The series does deviate a little later on and attempt to course-correct, but the damage is done. Key antagonists, threats to the “Homeland,” have only their faith in common. Shows like this, playing on viewers’ patriotic tendencies, with even the title itself — Homeland — normalize invasive U.S. foreign policies in countries they can’t even bother to portray right. Zaheer writes: “Studies have shown a direct correlation between people’s exposure to negative portrayals of Muslims in the media and their willingness to support policies that are harmful to Muslims or curtail their rights — as well as for military action against them” (“How Muslims became the good guys on TV”). Homeland’s protagonist, CIA officer Carrie Mathison, places Brody under illegal and unauthorized surveillance, using hidden cameras and microphones throughout Brody’s house. Her suspicions regarding his allegiance to al-Qaeda are validated, subliminally championing the perpetuation of policies like the PATRIOT Act. Given the reach of such a series and its impact on attitudes towards us both at home and abroad, it is clear that we are in desperate need of nuanced portrayals on screen.

As a young Muslim woman myself, I knew that the hardest personal impact would be a film or TV show revolving around someone just like me. There wasn’t a very long catalogue to sift through — I chose the 2019 Apple TV coming-of-age film, Hala, about a 17-year old Pakistani-American girl written and directed by a Pakistani-American woman, Minhal Baig. The film hints at Hala’s estrangement from Islam from the very beginning; still, I had hope. The film wouldn’t go in that direction. It was too easy.

I thought I would be able to sit through the subpar acting and bad writing for the sake of some sort of representation. But very quickly, the film’s (intentional or unintentional) agenda unraveled. By the end of the film, Hala takes off her hijab as a show of defiance and freedom.

Meeting my expectations to an almost-perfect extent, I found myself sitting through a story of this first-generation teenage girl and her immigrant parents, like me, and yet, so… insulting. Hala portrays a hyperbolic disconnect between immigrant parents and their daughter, and while there is much baggage within every immigrant family to make this storyline work, Baig seemed to believe that mashing together every single stereotype about overbearing, out-of-touch immigrant parents into one couple was the best way to go. This is incredibly disappointing given the surface-level healthy relationship presented between the father and daughter; but of course, a brown Muslim man is only written in as an oppressive obstacle.

== Recorded data ==
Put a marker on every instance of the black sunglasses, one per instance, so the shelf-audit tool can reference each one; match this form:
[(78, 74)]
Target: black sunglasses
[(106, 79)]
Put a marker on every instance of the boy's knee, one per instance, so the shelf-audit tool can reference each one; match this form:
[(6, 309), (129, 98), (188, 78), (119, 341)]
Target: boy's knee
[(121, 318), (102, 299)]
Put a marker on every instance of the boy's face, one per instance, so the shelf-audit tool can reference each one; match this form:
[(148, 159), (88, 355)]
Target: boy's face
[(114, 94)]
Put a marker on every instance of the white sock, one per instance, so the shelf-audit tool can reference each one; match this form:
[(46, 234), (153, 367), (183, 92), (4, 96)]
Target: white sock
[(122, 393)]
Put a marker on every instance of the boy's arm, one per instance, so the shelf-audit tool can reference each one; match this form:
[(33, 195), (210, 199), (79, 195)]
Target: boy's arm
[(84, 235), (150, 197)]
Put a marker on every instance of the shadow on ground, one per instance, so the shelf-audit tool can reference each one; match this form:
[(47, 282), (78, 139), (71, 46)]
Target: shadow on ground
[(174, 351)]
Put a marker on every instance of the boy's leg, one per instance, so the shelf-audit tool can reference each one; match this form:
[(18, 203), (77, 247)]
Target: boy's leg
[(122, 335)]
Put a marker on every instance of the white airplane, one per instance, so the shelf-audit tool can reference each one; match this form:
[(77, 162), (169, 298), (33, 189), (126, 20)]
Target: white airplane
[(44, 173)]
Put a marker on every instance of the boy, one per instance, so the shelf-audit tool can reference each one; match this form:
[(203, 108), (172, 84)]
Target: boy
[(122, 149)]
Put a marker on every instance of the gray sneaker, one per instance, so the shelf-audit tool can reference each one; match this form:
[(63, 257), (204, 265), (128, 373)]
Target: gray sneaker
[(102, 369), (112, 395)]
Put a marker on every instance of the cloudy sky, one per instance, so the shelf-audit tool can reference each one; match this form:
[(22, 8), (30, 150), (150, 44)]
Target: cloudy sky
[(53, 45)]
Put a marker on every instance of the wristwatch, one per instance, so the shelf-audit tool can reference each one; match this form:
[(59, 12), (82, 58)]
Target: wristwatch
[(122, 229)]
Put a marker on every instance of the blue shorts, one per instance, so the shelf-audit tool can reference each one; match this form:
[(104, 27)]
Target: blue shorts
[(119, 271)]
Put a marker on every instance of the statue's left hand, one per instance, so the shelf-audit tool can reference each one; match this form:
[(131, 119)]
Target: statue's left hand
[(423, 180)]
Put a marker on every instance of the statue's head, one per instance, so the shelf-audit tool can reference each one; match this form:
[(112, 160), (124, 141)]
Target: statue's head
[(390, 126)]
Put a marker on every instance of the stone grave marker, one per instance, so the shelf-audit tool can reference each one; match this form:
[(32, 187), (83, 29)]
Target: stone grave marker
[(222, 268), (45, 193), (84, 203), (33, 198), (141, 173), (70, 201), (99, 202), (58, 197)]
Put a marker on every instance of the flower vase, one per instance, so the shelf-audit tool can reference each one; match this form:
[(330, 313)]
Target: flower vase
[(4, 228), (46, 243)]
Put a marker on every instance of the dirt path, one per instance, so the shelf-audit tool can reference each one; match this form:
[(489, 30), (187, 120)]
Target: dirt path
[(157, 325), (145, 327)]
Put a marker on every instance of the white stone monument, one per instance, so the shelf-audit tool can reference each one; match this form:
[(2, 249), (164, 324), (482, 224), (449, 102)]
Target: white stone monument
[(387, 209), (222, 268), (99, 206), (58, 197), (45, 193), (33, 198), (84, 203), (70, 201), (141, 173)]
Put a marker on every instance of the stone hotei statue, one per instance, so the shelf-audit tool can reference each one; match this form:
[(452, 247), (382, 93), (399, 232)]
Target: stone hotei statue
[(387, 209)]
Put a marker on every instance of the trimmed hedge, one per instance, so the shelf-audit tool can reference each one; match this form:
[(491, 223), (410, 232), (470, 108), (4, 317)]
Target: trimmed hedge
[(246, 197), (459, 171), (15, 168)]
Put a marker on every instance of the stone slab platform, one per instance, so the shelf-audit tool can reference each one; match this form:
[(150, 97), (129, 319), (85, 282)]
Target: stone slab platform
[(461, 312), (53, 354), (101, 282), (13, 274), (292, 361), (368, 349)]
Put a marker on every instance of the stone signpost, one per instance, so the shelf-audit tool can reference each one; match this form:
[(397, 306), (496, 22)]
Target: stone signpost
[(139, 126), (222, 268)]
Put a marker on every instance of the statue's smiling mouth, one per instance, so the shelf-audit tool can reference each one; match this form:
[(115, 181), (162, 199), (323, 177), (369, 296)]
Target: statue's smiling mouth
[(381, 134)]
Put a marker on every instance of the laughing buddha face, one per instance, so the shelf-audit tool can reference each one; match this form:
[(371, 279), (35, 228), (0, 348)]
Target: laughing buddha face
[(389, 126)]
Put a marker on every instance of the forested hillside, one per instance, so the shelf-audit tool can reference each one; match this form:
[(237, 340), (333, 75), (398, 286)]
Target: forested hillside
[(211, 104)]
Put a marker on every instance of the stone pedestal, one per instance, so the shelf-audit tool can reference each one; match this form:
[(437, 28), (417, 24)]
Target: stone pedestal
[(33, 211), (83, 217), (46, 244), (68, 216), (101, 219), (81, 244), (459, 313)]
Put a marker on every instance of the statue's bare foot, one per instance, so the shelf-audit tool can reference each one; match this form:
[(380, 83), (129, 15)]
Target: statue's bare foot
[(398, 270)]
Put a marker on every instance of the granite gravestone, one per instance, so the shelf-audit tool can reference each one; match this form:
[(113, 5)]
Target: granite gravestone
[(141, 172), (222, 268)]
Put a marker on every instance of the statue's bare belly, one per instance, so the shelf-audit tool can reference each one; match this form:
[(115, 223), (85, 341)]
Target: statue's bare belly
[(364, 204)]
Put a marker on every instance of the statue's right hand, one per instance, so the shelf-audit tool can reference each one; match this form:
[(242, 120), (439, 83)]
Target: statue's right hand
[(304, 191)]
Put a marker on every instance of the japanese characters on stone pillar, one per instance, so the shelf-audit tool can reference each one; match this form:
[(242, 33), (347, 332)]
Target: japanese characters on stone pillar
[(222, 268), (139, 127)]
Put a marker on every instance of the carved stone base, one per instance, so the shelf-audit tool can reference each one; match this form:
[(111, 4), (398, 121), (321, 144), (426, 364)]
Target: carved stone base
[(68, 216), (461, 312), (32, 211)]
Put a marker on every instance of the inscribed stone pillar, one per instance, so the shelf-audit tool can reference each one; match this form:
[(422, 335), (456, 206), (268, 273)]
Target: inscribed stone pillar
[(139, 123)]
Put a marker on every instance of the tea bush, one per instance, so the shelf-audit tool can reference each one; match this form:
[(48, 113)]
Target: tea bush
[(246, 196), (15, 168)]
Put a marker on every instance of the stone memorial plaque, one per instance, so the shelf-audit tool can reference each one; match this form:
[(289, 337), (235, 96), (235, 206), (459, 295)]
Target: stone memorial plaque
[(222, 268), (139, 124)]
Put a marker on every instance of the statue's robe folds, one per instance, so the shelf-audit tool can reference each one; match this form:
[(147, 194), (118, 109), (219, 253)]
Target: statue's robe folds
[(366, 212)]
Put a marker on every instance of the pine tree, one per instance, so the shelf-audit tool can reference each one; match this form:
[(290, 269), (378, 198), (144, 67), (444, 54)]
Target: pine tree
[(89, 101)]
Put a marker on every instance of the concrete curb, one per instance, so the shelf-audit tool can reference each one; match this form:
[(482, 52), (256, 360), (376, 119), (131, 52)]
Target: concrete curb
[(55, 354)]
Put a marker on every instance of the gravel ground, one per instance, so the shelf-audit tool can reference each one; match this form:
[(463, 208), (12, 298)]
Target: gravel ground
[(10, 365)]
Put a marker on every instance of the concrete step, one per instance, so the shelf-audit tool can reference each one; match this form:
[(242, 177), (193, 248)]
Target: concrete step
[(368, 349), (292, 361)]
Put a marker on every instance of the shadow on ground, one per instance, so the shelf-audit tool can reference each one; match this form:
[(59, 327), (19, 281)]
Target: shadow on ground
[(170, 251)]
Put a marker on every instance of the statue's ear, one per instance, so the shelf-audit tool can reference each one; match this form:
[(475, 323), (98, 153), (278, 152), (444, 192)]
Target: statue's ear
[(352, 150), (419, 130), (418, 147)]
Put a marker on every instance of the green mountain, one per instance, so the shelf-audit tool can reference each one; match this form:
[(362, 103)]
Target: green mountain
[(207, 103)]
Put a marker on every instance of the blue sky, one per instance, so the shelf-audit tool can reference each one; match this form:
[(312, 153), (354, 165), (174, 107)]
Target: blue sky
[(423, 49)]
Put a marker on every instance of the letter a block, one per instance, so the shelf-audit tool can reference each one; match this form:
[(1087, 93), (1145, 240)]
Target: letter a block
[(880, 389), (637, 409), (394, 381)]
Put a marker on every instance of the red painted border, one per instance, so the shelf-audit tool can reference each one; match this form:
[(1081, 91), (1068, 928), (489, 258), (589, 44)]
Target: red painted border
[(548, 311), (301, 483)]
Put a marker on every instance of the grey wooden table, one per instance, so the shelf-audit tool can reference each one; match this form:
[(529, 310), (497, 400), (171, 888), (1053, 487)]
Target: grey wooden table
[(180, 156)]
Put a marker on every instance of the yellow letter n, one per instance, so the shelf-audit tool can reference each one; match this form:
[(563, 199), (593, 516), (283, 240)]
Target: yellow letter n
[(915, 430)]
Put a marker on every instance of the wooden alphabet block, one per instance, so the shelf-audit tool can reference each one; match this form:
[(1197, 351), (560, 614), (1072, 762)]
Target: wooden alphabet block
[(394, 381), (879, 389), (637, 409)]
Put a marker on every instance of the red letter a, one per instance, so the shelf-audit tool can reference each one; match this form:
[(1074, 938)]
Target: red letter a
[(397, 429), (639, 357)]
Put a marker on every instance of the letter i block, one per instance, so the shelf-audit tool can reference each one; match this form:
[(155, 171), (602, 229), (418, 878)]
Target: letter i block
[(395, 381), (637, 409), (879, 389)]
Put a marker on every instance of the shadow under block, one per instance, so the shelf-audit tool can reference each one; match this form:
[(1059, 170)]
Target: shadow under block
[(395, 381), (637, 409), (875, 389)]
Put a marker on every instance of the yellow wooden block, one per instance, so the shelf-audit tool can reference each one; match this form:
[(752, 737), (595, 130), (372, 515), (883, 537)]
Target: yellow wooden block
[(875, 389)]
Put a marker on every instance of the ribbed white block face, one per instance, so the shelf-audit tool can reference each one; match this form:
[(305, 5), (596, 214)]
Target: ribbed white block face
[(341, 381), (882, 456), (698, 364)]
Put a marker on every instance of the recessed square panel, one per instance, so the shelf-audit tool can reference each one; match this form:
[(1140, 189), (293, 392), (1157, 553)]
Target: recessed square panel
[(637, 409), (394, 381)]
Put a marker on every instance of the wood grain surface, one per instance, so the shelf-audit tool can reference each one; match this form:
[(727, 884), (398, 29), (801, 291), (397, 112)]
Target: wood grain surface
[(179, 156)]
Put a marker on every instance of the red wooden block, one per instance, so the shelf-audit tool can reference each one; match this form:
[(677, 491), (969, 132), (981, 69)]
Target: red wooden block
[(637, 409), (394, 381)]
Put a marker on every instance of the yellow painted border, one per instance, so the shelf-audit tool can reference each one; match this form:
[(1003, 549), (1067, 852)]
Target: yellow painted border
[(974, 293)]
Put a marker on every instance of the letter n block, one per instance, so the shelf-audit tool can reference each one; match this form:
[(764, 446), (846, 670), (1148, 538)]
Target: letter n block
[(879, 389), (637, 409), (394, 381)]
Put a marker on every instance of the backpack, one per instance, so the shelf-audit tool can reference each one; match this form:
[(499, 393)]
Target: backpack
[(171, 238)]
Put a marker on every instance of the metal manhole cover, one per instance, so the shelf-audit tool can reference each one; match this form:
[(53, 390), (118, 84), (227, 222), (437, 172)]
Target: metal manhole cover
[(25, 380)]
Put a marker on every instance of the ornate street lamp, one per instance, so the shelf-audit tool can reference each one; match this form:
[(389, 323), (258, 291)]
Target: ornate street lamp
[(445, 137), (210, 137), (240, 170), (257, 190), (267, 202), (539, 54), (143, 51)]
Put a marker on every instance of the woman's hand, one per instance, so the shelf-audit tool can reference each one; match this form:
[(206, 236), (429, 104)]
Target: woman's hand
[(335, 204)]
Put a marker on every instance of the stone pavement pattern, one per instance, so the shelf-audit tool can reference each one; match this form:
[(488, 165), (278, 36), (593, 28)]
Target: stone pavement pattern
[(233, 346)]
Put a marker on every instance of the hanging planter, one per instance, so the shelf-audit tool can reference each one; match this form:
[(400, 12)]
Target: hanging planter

== Stated exercise 1 ==
List every person or character referred to by name in the essay on Muslim portrayals on screen.
== Stated exercise 2 ==
From the essay on Muslim portrayals on screen, return everything from "Meeting my expectations" down to "an oppressive obstacle.", copied without changes.

== Full response 1 ==
Zaheer, Carrie Mathison, Brody, Hala, Minhal Baig

== Full response 2 ==
Meeting my expectations to an almost-perfect extent, I found myself sitting through a story of this first-generation teenage girl and her immigrant parents, like me, and yet, so… insulting. Hala portrays a hyperbolic disconnect between immigrant parents and their daughter, and while there is much baggage within every immigrant family to make this storyline work, Baig seemed to believe that mashing together every single stereotype about overbearing, out-of-touch immigrant parents into one couple was the best way to go. This is incredibly disappointing given the surface-level healthy relationship presented between the father and daughter; but of course, a brown Muslim man is only written in as an oppressive obstacle.